DATA FOR THIS EXERCISE —

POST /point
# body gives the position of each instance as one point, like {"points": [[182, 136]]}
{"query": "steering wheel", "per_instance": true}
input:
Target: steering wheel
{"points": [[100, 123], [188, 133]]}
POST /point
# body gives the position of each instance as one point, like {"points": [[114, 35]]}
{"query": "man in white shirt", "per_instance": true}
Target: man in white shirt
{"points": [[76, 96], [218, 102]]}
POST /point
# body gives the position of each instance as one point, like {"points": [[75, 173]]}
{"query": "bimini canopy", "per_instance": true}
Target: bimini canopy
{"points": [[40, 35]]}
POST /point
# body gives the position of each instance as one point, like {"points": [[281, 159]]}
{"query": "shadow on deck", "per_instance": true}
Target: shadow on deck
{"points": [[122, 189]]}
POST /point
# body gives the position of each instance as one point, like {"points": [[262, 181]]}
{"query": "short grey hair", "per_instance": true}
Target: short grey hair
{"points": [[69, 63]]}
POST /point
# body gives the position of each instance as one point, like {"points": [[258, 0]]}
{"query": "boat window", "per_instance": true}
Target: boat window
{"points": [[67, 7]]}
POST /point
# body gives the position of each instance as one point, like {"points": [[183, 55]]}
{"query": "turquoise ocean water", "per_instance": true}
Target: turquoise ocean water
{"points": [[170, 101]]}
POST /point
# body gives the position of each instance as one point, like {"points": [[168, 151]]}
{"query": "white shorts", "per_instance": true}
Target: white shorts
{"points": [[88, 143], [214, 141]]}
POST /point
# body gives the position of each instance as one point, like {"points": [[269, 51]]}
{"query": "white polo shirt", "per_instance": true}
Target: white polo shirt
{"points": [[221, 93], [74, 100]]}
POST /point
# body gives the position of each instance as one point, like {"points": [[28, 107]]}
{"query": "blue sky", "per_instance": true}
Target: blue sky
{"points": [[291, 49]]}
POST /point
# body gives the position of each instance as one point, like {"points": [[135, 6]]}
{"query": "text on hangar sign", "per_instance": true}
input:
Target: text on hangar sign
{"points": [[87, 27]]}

OBJECTIVE —
All of the data needs to be printed once more, exactly.

TASK ANSWER —
POST /point
# body gives the position of each instance as one point, like {"points": [[182, 136]]}
{"query": "steering wheel", "per_instance": true}
input:
Target: steering wheel
{"points": [[100, 123], [188, 133]]}
POST /point
# body gives the position of each instance as one point, like {"points": [[114, 35]]}
{"query": "man in white shirt", "per_instance": true}
Target: man in white shirt
{"points": [[76, 96], [218, 102]]}
POST /point
# body gives the position of each instance as one point, like {"points": [[75, 173]]}
{"query": "bimini canopy", "per_instance": true}
Target: bimini canopy
{"points": [[40, 35]]}
POST /point
# body gives the position of each instance as one point, like {"points": [[281, 159]]}
{"query": "shadow on deck", "per_instance": true}
Target: shadow on deck
{"points": [[122, 189]]}
POST /point
# body gives the position of each instance as one point, like {"points": [[262, 181]]}
{"query": "short grey hair", "per_instance": true}
Target: short grey hair
{"points": [[69, 63]]}
POST /point
# body gives the position of each instance as one point, like {"points": [[258, 0]]}
{"query": "boat window", "per_instance": true}
Target: boat window
{"points": [[67, 7]]}
POST /point
# body gives the position of each instance as one point, like {"points": [[183, 55]]}
{"query": "turquoise ocean water", "per_instance": true}
Target: turquoise ocean water
{"points": [[170, 101]]}
POST /point
# body gives the position of each instance as one point, like {"points": [[168, 151]]}
{"query": "white shorts", "per_instance": true}
Target: white shorts
{"points": [[88, 143], [214, 141]]}
POST /point
# body gives the position of each instance as one point, like {"points": [[269, 51]]}
{"query": "white polo shirt", "per_instance": true}
Target: white polo shirt
{"points": [[221, 93], [74, 100]]}
POST /point
# body gives the position of each instance as one point, like {"points": [[28, 107]]}
{"query": "blue sky", "per_instance": true}
Target: blue sky
{"points": [[291, 49]]}
POST /point
# body gives the position of each instance as one point, like {"points": [[135, 6]]}
{"query": "text on hangar sign", "per_instance": true}
input:
Target: text on hangar sign
{"points": [[87, 27]]}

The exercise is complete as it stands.